:: SOURCE DOCUMENT ::

While I certainly enjoyed the all night and into the next day video junket for the David E. Kelley HBO series The Undoing, with some delightful conversations with Hugh Grant, Édgar Ramírez and Matilda De Angelis, Nona Dumezweni came out of (almost) nowhere to become a major part of why the experience was a refreshing change from the typical media blitz. In the pulpy noir whodunit, Dumezweni appears late into the series as Jonathan Fraser (Hugh Grant)’s defence attorney Haley Fitzgerald, but is immediately magnetic on screen, especially since the role is drastically different from her Tony Award nominated turn as Hermione Granger in Harry Potter and the Cursed Child on the West End and Broadway. When I spoke with the actress, she was extremely down to Earth and still super thrilled about her experience acting opposite Nicole Kidman and Donald Sutherland.

The following is a condensed and edited version of my Zoom video conversation with the super sweet Noma Dumezweni of The Undoing.

Hi, Noma! What drew you to this project and the role?

:::
:: RECORDED DATA ::

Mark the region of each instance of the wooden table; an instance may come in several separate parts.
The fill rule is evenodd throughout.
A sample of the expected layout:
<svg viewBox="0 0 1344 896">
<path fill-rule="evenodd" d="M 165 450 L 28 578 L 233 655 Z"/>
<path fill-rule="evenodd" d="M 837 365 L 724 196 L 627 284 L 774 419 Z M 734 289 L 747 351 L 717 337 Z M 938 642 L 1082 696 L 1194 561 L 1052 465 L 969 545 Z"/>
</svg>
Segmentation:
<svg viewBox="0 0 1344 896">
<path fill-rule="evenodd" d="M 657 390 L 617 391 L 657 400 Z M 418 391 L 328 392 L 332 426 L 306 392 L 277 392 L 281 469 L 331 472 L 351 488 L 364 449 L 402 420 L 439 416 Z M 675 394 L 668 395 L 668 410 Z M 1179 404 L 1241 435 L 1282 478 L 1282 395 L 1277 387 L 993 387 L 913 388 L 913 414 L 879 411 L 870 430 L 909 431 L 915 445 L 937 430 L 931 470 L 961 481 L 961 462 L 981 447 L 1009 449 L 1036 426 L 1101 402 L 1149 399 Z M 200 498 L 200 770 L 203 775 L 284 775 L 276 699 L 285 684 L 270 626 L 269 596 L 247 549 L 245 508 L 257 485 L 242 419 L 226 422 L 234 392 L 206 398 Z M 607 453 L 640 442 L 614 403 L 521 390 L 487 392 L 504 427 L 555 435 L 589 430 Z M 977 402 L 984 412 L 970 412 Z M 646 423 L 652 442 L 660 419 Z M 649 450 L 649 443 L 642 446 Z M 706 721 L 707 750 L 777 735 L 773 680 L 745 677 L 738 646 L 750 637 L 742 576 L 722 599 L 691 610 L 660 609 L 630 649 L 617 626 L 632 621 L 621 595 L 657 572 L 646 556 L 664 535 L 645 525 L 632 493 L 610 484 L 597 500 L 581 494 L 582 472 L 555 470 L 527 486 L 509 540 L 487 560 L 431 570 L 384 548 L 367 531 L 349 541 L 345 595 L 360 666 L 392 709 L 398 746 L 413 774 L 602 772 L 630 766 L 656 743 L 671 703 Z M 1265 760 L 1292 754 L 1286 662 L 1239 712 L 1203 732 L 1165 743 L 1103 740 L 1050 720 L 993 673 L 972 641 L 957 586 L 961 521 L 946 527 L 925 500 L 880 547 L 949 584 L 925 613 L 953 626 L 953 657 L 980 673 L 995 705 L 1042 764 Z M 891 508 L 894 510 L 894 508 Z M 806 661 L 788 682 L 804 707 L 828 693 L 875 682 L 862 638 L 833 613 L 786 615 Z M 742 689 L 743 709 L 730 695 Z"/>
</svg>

:::

AIM
Revise the passage on The Undoing, copying everything from "While I certainly" down to "and Donald Sutherland." with "video junket" changed to "press junket".

ANSWER FOR THIS EXERCISE
While I certainly enjoyed the all night and into the next day press junket for the David E. Kelley HBO series The Undoing, with some delightful conversations with Hugh Grant, Édgar Ramírez and Matilda De Angelis, Nona Dumezweni came out of (almost) nowhere to become a major part of why the experience was a refreshing change from the typical media blitz. In the pulpy noir whodunit, Dumezweni appears late into the series as Jonathan Fraser (Hugh Grant)’s defence attorney Haley Fitzgerald, but is immediately magnetic on screen, especially since the role is drastically different from her Tony Award nominated turn as Hermione Granger in Harry Potter and the Cursed Child on the West End and Broadway. When I spoke with the actress, she was extremely down to Earth and still super thrilled about her experience acting opposite Nicole Kidman and Donald Sutherland.